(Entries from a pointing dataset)
══════════
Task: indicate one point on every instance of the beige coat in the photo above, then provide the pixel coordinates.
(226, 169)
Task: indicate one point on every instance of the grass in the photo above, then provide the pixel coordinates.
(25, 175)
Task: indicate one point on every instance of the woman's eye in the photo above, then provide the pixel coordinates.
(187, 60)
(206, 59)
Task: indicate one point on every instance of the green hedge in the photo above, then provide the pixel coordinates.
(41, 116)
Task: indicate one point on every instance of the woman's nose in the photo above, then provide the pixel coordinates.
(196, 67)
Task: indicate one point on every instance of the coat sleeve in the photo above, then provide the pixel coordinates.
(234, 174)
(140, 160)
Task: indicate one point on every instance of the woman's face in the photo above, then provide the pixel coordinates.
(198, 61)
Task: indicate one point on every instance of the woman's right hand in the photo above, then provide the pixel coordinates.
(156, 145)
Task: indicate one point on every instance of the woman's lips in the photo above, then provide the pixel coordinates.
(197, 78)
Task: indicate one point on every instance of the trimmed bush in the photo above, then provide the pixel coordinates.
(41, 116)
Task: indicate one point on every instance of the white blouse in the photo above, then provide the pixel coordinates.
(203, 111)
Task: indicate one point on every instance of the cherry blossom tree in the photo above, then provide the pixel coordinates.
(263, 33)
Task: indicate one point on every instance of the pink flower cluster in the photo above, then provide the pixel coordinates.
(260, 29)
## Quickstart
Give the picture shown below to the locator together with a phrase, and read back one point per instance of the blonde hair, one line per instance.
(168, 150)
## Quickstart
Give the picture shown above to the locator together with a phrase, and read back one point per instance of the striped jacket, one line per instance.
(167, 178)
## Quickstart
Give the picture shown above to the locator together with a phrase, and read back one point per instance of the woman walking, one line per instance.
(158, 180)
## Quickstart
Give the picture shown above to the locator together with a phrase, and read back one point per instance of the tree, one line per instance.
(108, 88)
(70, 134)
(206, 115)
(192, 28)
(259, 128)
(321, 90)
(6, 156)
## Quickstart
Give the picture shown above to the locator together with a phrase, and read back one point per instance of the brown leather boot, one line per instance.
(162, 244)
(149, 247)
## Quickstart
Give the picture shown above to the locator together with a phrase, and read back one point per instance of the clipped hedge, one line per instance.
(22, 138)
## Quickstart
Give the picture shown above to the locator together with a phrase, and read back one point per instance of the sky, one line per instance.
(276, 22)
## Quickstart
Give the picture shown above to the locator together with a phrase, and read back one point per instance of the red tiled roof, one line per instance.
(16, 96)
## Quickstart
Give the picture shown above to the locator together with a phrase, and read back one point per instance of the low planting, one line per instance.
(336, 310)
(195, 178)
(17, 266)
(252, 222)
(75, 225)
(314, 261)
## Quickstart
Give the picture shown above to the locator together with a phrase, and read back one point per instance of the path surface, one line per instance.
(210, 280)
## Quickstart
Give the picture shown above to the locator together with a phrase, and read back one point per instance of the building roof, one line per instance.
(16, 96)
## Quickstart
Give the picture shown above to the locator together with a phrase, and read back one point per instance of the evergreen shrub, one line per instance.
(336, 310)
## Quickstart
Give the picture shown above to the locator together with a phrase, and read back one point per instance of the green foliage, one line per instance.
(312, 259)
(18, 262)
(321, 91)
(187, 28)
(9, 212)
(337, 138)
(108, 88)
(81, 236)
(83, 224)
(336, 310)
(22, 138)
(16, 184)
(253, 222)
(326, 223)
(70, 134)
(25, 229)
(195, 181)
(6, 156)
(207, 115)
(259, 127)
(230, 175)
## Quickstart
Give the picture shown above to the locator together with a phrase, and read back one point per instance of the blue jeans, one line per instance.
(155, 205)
══════════
* [GOAL OF THE EXERCISE]: Retype the records in full. Keep every line identical to the original.

* [THE REPLY]:
Task: indicate one point on every instance of the beige coat in the photo above, then provide the pixel coordinates.
(226, 169)
Task: indicate one point on every instance of the grass in the photo above, then provide the pixel coordinates.
(25, 175)
Task: indicate one point on every instance of the woman's eye in the photo above, then provide the pixel coordinates.
(187, 60)
(206, 59)
Task: indicate one point on every instance of the green hedge in the photo above, then provide the pixel coordinates.
(41, 116)
Task: indicate one point on every instance of the woman's nose in the photo above, then provide the pixel coordinates.
(196, 67)
Task: indicate one point on every instance of the coat sleeve in the photo above, then provide the pixel coordinates.
(234, 174)
(140, 160)
Task: indicate one point on every instance of the woman's face in the photo above, then provide the pixel coordinates.
(198, 61)
Task: indicate one point on every instance of the woman's right hand in the photo above, then provide the pixel coordinates.
(156, 145)
Task: indicate one point on every instance of the woman's lips in the photo above, then provide the pixel coordinates.
(197, 78)
Task: indicate one point on every instance of the trimmed bush in the photo above, then provide the pixel coordinates.
(41, 116)
Task: indicate one point on every instance of the white blouse in the photo above, then provide the pixel coordinates.
(203, 111)
Task: indicate one point on every instance of the cherry blossom tree in the photo above, then provide the pixel coordinates.
(263, 33)
Task: indicate one point on every instance of the pink flower cluster in the photo above, then provide the pixel coordinates.
(260, 29)
## Quickstart
Give the picture shown below to the locator together with a phrase, and read back one point per instance of the blonde hair, one line per instance.
(168, 150)
## Quickstart
Give the picture shown above to the locator together with a phrase, and read back one point per instance of the striped jacket, one line per instance.
(167, 178)
## Quickstart
Give the picture shown above to the locator together with a phrase, and read back one point per instance of the woman walking, one line per instance.
(158, 180)
## Quickstart
Give the picture shown above to the locator together with a phrase, and read back one point per instance of the tree, one line per instance.
(108, 88)
(70, 134)
(206, 115)
(192, 28)
(259, 128)
(321, 90)
(6, 156)
## Quickstart
Give the picture shown above to the locator together with a phrase, and read back one point per instance of the brown leather boot, one line per instance.
(162, 244)
(149, 247)
## Quickstart
Give the picture shown above to the locator together with a phrase, and read back one point per instance of the clipped hedge, one line per instance.
(22, 138)
## Quickstart
Give the picture shown above to the locator together with a phrase, and read back one point per instance of the sky, one line per instance.
(276, 22)
## Quickstart
Give the picture shown above to the locator together with a phrase, and read back one point per instance of the red tiled roof, one line per instance.
(16, 96)
## Quickstart
Give the picture shown above to the locator together with a phrase, and read back one point per instance of the low planting, one line per instance.
(336, 310)
(195, 178)
(17, 266)
(252, 222)
(75, 225)
(314, 261)
## Quickstart
Give the picture shown above to the locator together with a phrase, and read back one point per instance of the path surface, one line per instance.
(210, 280)
## Quickstart
Give the picture shown above to the locator together with a phrase, and read back one point per instance of the building roof, one line per instance.
(16, 96)
## Quickstart
Give the picture shown above to the locator together with a phrase, and read back one point per instance of the evergreen shrub, one line per instance.
(336, 310)
## Quickstart
Give the picture shown above to the locator together with a phrase, and read back one point per instance of the green foliage, one line per instance.
(312, 259)
(18, 262)
(321, 91)
(187, 28)
(9, 212)
(337, 138)
(108, 88)
(81, 236)
(83, 224)
(336, 310)
(22, 138)
(16, 184)
(253, 222)
(326, 223)
(70, 134)
(25, 229)
(195, 181)
(6, 156)
(207, 115)
(259, 127)
(230, 175)
## Quickstart
Give the picture shown above to the locator together with a phrase, and read back one point per instance of the blue jeans, one line per instance.
(155, 205)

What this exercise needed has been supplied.